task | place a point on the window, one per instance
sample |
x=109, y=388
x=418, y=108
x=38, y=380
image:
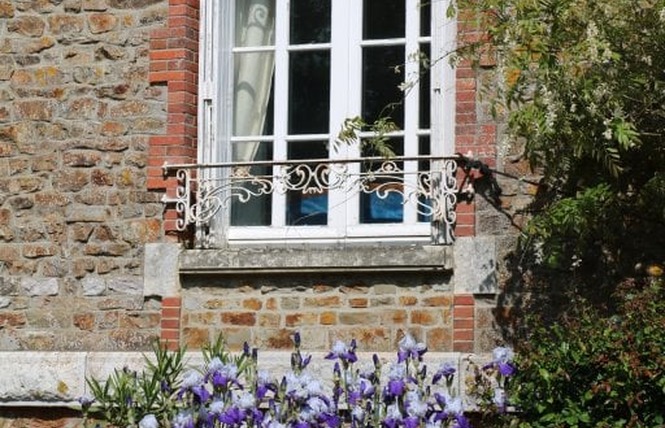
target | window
x=278, y=79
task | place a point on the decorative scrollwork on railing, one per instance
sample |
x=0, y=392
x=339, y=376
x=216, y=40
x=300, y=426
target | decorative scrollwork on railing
x=204, y=190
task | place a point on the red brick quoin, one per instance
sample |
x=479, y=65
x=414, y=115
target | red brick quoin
x=174, y=63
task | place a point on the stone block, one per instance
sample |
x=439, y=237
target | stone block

+-------+

# Assigned task
In the entries above, find the line containing "target | red brick quoin". Set down that line and every line after it through the last one, exactly and alone.

# Output
target | red brick quoin
x=174, y=63
task | place a point on the stone block, one per instance
sample |
x=439, y=237
target | stone block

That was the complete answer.